- _Exercise instructions_
Carry on the text on Polish Positivism below, picking up after its last sentence.

- _Passage shown_
.....
History of Philosophy in Poland - Positivism

Positivism

The Positivist philosophy that took form in Poland after the January 1863 Uprising was hardly identical with the philosophy of Auguste Comte. It was in fact a return to the line of Jan Śniadecki and Hugo Kołłątaj—a line that had remained unbroken even during the Messianist period—now enriched with the ideas of Comte. However, it belonged only partly to philosophy. It combined Comte's ideas with those of John Stuart Mill and Herbert Spencer, for it was interested in what was common to them all: a sober, empirical attitude to life.

The Polish Positivism was a reaction against philosophical speculation, but also against romanticism in poetry and idealism in politics. It was less a scholarly movement than literary, political and social. Few original books were published, but many were translated from the philosophical literature of the West—not Comte himself, but easier writers: Hippolyte Taine, Mill, Spencer, Alexander Bain, Thomas Henry Huxley, the Germans Wilhelm Wundt and Friedrich Albert Lange, the Danish philosopher Höffding.
.....
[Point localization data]

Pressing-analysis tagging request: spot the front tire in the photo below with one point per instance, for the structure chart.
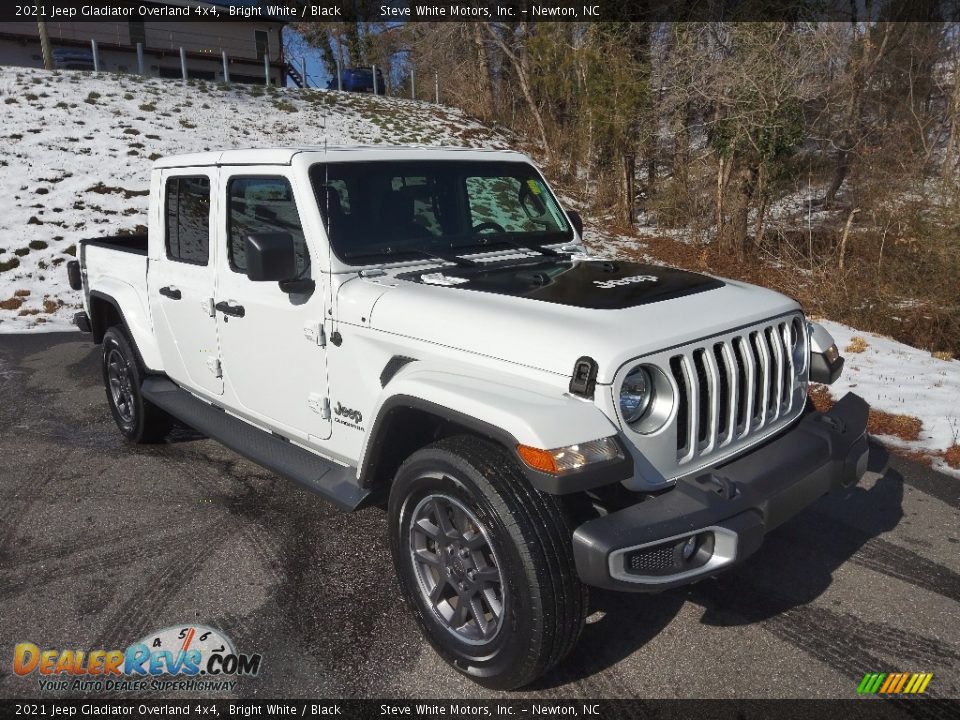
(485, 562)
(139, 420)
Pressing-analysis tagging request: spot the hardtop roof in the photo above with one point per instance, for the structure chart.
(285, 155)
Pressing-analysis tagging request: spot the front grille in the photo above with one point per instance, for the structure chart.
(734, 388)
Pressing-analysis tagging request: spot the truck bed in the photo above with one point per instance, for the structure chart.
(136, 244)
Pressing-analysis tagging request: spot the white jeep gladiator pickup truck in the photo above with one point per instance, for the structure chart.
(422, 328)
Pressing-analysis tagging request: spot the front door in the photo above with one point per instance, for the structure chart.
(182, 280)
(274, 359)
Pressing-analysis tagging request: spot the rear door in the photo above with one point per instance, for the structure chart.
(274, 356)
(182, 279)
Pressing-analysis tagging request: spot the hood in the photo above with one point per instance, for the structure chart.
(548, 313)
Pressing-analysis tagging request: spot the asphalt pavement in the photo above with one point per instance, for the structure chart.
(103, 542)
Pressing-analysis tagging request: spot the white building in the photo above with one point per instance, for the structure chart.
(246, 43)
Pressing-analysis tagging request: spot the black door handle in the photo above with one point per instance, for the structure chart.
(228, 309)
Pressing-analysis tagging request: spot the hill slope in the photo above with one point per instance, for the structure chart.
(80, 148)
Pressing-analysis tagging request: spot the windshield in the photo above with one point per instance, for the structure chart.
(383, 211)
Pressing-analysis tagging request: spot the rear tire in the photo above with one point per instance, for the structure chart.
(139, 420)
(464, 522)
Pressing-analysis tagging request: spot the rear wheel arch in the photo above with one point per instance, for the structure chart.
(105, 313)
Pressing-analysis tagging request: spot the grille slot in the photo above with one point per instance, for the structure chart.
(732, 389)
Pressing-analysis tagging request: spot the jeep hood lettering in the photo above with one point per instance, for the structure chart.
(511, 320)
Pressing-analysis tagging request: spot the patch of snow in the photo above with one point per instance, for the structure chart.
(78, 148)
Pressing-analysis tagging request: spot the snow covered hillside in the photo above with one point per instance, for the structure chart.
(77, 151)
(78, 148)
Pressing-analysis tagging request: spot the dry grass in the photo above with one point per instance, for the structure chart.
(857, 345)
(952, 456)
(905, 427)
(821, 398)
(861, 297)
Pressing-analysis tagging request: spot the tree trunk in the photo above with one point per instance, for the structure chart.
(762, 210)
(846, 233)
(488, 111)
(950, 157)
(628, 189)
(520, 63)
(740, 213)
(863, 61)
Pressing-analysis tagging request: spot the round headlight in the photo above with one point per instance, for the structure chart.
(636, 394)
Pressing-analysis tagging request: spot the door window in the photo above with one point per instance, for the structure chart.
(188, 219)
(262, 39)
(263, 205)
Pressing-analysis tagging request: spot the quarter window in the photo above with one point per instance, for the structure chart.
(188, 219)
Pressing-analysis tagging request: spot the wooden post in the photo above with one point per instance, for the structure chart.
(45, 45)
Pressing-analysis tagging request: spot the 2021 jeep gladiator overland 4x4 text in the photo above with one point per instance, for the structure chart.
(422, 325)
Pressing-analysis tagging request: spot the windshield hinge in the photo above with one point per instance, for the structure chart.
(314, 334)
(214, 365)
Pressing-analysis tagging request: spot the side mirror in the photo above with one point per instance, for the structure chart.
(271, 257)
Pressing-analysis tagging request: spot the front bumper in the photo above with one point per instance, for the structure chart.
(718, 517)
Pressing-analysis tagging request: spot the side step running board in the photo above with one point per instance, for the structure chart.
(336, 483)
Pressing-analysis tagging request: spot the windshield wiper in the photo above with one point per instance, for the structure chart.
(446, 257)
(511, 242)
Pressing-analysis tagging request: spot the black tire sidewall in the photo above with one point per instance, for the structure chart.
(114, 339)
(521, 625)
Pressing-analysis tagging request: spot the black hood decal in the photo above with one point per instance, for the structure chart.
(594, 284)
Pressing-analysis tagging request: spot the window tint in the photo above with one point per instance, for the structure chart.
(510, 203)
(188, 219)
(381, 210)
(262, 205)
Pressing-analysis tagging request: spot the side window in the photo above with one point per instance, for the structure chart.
.....
- _Result below_
The disastrous outcome of the January 1863 Uprising had produced a distrust of romanticism, an aversion to ideals and illusions, and turned the search for redemption toward sober thought and work directed at realistic goals. The watchword became "organic work"—a term for the campaign for economic improvement, which was regarded as a prime requisite for progress. Poles prepared for such work by studying the natural sciences and economics: they absorbed Charles Darwin's biological theories, Mill's economic theories, Henry Thomas Buckle's deterministic theory of civilization. At length they became aware of the connection between their own convictions and aims and the Positivist philosophy of Auguste Comte, and borrowed its name and watchwords.

This movement, which had begun still earlier in Austrian-ruled Galicia, became concentrated with time in the Russian-ruled Congress Poland centered about Warsaw and is therefore commonly known as the "Warsaw Positivism." Its chief venue was the Warsaw Przegląd Tygodniowy (Weekly Review); Warsaw University (the "Main School") had been closed by the Russians in 1869.

The pioneers of the Warsaw Positivism were natural scientists and physicians rather than philosophers, and still more so journalists and men of letters: Aleksander Świętochowski (1849–1938), Piotr Chmielowski (1848–1904), Adolf Dygasiński (1839–1902), Bolesław Prus (1847–1912). Prus developed an original Utilitarian-inspired ethical system in his book, The Most General Life Ideals.

The movement's leader was Prus' friend, Julian Ochorowicz (1850–1917), a trained philosopher with a doctorate from the University of Leipzig. In 1872 he wrote: "We shall call a Positivist, anyone who bases assertions on verifiable evidence; who does not express himself categorically about doubtful things, and does not speak at all about those that are inaccessible."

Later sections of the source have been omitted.